### Exercise requirements
In the AML prognosis passage, what basis do the authors give for claiming their model surpasses existing research models in prognostic accuracy?

### Provided passage
--
Regarding prognostic analysis, the updated European LeukemiaNet's ELN2022 risk stratification system for adult AML show slightly lower prognostic efficacy for overall survival and similar predictive performance for complete remission, relapse rates and disease‐free survival compared to its ELN2017 predecessor. 34 , 52 , 53 Our observations align with the trends noted in ELN2022, supporting our preliminary findings. Our model, constructed from an array of 99 machine learning algorithms, has demonstrated superior predictive performance across five independent validation datasets, surpassing existing research models in prognostic accuracy. Integrating our risk scores with the ELN2022 stratification and mutational profiles, this model adheres to ELN2022 standards while providing a more detailed subdivision of the intermediate risk category into the high‐ and low‐risk subgroups. Mutation analysis revealed a predominance of deleterious mutations in high‐risk patients (above 50%), while protective mutations were more common in the low‐risk patients. In particular, among patients with FLT3 mutations, those with in‐frame insertions had worse outcomes, whereas those with missense mutations showed a reduced risk, validating previous studies on FLT3 mutation impacts. 54 This indicates that out model not only refines risk stratification but also enhances its clinical predictive value across multiple dimensions.
--
### Referring expression pointing data
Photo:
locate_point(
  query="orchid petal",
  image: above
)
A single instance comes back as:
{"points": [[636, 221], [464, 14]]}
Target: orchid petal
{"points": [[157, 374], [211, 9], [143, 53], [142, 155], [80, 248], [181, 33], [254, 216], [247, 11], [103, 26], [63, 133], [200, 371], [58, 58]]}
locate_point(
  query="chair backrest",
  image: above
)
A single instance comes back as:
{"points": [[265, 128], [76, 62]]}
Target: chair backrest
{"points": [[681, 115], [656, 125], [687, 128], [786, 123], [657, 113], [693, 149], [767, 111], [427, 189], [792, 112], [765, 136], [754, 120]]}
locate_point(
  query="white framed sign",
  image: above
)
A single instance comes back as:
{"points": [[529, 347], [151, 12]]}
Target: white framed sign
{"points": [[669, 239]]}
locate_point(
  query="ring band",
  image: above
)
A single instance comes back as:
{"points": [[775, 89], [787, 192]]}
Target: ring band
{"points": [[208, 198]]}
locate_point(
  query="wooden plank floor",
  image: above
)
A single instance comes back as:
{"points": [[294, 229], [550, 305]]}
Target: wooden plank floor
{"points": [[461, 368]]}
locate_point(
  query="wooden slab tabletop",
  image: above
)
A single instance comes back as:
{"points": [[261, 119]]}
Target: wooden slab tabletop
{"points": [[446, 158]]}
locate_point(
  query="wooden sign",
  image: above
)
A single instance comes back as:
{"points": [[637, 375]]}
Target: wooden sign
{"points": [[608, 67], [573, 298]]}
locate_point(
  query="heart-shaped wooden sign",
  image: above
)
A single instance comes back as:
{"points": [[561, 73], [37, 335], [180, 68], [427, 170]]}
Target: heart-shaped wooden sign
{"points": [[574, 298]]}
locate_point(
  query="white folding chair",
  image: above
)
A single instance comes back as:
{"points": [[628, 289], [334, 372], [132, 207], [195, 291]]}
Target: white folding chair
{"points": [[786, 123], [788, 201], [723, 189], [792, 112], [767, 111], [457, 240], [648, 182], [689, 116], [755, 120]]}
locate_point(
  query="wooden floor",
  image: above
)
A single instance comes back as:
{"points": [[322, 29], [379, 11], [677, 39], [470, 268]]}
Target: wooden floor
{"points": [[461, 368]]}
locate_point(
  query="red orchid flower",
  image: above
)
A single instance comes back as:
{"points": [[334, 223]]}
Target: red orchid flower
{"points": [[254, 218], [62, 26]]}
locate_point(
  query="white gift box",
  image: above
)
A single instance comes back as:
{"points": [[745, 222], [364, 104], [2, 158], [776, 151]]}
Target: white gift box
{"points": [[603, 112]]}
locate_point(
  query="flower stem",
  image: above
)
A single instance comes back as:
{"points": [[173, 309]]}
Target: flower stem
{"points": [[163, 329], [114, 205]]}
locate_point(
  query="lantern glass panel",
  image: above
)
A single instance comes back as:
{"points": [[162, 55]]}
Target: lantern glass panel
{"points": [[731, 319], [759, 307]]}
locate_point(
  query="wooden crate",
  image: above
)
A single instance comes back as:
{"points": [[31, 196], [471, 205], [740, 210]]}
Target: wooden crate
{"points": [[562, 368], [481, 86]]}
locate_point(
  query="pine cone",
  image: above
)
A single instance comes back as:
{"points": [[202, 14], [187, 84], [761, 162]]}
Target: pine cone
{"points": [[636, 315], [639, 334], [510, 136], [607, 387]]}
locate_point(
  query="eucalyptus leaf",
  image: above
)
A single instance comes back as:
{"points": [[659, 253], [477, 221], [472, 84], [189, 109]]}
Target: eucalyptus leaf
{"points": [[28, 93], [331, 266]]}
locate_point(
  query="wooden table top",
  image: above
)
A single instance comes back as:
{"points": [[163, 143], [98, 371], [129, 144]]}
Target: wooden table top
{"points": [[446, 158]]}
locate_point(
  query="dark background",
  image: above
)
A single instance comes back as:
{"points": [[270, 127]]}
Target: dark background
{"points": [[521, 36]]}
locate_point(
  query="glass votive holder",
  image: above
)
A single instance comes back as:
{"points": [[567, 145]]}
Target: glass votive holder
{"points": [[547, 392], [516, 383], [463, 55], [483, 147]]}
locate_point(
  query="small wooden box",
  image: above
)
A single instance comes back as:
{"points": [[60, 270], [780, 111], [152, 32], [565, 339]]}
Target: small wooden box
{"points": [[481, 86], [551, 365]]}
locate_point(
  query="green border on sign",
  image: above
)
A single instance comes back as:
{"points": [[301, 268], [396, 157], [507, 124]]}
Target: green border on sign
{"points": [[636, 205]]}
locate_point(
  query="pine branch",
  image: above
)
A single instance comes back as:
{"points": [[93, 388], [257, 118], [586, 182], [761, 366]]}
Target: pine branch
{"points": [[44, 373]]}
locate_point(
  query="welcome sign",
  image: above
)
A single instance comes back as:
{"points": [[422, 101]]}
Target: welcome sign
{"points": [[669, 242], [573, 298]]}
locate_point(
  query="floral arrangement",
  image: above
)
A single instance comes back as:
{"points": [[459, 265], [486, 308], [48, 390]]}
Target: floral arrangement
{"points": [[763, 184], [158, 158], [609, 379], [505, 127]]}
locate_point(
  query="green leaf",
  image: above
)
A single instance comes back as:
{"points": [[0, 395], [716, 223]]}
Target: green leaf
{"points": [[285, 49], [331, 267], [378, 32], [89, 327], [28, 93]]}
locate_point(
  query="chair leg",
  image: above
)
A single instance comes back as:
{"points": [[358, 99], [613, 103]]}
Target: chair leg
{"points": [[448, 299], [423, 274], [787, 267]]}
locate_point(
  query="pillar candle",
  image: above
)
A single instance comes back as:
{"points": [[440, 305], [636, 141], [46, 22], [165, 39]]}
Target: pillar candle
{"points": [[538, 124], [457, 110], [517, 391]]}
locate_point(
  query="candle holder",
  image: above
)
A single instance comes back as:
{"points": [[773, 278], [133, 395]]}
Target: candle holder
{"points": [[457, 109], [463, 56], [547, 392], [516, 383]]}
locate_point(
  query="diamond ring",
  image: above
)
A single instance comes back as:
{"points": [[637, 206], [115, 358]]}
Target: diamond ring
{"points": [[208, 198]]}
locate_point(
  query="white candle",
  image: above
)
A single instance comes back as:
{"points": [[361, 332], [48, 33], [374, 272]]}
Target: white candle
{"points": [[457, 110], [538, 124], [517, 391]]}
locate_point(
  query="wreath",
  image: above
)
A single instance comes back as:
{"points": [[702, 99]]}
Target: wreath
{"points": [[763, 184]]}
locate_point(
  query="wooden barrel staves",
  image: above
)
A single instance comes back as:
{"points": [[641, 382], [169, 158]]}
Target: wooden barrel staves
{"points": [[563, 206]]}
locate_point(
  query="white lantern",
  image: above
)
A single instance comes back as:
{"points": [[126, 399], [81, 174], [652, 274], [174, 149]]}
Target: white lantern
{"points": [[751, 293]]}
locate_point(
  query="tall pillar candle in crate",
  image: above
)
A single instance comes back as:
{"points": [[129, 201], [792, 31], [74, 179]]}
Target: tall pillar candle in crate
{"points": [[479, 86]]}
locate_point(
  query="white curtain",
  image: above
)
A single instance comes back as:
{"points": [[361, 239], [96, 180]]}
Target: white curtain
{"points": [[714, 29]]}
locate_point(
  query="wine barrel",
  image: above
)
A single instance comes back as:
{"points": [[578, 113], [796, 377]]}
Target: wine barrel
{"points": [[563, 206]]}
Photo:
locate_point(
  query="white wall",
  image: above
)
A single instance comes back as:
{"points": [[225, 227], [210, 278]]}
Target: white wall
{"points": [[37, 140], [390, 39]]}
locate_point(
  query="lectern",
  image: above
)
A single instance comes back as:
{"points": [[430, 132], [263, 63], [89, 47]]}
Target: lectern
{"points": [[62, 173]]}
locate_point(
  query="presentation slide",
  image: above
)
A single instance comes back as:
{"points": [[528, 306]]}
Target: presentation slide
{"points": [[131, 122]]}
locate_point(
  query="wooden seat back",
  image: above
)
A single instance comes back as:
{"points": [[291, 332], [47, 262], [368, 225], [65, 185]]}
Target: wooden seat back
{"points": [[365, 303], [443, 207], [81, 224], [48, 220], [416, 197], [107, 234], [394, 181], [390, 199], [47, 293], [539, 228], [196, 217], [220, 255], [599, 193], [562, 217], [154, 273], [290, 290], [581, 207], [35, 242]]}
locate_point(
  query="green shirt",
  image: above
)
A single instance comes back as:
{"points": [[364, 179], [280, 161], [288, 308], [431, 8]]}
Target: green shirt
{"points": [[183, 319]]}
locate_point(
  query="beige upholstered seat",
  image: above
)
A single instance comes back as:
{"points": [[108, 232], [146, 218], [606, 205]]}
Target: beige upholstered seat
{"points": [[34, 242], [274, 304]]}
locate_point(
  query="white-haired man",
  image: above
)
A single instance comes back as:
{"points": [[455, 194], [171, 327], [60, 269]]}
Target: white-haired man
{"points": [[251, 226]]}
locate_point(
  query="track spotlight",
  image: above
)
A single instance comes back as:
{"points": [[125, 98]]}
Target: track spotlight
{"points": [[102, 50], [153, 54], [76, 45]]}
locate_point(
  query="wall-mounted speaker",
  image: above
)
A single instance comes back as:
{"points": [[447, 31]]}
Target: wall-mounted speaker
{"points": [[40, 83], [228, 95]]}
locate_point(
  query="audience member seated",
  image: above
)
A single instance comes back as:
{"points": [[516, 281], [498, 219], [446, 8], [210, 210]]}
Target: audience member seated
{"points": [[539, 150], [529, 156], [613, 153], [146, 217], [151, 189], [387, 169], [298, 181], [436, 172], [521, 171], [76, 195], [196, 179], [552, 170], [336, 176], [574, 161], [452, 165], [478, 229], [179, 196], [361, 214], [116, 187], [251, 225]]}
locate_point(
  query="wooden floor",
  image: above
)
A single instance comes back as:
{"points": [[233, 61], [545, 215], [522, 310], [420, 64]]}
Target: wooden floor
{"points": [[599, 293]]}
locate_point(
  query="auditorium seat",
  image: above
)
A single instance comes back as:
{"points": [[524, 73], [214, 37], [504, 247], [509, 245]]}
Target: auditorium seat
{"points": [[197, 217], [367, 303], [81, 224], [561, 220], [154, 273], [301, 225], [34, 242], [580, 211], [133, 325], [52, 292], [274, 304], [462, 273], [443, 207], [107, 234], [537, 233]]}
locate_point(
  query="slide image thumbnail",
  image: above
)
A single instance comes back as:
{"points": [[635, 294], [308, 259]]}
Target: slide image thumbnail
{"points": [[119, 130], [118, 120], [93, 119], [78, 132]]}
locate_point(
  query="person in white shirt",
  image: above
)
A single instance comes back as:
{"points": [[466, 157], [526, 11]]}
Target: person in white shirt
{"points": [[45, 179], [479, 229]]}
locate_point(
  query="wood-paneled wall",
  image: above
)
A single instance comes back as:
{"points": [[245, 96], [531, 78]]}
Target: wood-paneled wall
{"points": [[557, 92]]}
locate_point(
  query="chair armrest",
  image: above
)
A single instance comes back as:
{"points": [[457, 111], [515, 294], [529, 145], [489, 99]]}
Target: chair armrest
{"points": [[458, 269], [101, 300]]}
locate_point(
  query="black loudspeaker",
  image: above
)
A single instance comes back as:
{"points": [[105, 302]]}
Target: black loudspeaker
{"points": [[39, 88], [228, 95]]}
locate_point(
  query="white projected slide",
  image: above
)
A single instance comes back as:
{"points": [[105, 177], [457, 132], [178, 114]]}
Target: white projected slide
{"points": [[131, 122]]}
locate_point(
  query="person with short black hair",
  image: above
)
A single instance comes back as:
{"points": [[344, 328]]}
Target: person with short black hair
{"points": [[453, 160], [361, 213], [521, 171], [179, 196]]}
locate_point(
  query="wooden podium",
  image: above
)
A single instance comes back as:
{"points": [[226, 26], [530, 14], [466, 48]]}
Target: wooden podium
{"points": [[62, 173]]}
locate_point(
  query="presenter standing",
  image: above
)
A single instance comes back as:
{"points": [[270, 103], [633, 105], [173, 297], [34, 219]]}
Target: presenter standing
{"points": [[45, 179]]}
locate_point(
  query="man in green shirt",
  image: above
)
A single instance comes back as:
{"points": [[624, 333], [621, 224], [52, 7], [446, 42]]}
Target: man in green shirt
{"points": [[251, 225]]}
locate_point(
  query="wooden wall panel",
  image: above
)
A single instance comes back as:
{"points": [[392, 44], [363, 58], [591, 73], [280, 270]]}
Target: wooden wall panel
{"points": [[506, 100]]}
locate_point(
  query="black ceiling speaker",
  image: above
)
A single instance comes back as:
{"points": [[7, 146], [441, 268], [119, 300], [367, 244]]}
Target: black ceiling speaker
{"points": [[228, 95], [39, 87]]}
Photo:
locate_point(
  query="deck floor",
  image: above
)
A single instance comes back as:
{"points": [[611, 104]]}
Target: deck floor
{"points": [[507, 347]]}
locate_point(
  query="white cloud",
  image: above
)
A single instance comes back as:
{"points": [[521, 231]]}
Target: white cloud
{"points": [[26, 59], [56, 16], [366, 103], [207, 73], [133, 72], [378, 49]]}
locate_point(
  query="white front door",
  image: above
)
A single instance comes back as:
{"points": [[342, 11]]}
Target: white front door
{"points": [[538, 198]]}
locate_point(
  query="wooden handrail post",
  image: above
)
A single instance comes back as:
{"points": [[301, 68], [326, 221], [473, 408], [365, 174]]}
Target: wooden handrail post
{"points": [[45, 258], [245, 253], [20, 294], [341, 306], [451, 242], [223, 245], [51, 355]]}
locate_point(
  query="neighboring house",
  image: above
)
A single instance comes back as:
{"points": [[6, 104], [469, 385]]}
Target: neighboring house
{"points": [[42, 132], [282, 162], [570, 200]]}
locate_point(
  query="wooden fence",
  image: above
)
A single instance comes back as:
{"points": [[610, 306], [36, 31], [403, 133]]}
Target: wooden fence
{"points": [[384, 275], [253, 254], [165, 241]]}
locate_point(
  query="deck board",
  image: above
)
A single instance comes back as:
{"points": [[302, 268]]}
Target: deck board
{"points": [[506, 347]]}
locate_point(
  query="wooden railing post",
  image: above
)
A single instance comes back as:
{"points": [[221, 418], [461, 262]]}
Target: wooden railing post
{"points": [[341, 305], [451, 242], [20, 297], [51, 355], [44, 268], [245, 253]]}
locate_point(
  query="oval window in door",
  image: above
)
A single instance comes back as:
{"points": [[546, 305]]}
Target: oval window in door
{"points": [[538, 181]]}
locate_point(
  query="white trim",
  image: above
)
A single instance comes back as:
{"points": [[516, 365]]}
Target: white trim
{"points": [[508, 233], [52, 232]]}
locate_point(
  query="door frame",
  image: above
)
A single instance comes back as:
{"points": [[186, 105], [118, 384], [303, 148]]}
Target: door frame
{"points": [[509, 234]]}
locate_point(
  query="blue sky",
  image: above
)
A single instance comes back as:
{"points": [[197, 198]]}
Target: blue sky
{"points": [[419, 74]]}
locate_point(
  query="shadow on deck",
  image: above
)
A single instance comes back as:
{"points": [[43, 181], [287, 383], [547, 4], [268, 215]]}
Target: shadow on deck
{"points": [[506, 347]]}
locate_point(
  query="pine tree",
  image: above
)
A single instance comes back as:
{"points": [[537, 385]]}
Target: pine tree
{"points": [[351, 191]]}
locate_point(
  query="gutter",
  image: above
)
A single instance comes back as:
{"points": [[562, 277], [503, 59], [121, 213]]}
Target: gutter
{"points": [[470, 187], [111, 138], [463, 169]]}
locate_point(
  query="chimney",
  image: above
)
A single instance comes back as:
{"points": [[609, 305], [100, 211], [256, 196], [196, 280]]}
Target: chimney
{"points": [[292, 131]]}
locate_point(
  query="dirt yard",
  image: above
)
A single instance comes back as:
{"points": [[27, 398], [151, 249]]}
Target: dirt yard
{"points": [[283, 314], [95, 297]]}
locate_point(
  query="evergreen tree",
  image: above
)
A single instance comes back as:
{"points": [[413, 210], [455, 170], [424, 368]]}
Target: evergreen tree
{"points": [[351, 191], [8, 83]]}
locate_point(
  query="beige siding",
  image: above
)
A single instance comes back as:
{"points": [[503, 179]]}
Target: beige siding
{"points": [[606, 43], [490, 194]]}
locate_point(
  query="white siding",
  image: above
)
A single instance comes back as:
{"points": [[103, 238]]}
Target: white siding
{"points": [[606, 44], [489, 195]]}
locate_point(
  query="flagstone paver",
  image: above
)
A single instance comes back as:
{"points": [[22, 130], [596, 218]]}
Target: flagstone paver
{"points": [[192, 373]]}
--
### Response to this exercise
The authors base the claim on the model's superior predictive performance across five independent validation datasets. The model was constructed from an array of 99 machine learning algorithms.